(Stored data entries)
--------------------------------------------------
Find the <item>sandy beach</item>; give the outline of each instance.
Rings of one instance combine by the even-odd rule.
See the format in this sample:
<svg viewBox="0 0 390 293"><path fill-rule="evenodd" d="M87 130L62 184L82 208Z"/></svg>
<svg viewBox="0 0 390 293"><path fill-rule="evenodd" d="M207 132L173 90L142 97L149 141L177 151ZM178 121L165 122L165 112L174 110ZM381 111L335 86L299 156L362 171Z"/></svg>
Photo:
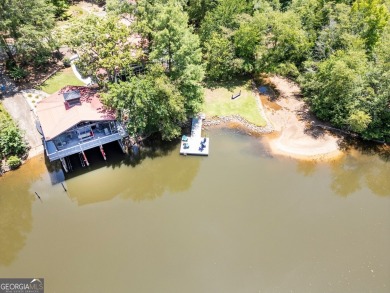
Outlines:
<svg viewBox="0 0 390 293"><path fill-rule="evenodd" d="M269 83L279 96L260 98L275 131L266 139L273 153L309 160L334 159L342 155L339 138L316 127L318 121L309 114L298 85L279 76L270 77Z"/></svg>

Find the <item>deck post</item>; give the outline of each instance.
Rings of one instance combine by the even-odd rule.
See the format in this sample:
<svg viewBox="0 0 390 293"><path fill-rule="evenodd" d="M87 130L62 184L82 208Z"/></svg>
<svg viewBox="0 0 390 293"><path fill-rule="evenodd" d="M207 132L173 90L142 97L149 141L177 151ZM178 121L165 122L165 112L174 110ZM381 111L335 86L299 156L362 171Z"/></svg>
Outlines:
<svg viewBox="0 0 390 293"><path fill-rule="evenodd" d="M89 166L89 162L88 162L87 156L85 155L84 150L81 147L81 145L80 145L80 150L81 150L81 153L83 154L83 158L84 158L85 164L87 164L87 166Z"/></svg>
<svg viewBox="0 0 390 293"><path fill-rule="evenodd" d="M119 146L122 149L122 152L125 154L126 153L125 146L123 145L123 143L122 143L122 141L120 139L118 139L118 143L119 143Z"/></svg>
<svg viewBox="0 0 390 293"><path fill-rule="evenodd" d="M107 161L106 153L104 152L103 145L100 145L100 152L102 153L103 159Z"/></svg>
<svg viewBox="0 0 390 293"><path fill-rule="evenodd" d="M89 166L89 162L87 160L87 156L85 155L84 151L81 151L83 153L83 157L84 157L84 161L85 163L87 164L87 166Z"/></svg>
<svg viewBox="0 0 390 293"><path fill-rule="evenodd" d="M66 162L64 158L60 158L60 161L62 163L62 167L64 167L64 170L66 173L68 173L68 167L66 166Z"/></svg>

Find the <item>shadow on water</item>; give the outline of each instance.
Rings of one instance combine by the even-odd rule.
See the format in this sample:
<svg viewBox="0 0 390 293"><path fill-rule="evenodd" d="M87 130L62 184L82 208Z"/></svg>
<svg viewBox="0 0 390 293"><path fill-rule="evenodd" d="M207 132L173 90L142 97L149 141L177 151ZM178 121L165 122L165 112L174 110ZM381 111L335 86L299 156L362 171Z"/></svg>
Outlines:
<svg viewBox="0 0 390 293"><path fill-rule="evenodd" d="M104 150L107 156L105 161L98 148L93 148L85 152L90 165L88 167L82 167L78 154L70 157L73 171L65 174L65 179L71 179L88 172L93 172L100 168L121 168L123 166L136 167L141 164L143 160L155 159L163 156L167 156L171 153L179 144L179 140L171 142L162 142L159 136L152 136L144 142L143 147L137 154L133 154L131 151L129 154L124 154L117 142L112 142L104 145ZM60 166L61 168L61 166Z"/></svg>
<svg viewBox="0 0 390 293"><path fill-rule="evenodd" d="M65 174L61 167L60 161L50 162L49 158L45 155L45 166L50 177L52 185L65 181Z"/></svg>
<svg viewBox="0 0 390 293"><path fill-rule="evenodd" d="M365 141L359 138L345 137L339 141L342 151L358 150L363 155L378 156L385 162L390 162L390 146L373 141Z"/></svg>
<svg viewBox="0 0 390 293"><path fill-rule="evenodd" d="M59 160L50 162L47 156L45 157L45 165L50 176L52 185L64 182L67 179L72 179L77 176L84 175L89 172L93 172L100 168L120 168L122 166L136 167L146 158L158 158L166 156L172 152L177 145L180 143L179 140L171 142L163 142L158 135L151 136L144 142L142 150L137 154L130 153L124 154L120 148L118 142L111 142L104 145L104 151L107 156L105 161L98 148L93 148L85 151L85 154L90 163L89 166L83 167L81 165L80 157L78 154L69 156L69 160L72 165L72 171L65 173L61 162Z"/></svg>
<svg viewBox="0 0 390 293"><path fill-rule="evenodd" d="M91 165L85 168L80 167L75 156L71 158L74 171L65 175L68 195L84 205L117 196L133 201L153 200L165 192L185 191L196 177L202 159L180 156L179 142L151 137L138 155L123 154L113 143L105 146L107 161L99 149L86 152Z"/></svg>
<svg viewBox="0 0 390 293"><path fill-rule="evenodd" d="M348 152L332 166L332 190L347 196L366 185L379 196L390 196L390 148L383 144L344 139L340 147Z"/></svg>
--------------------------------------------------
PROMPT
Answer with a single number, the count of lines above that contain "give".

RESPONSE TO THE TASK
3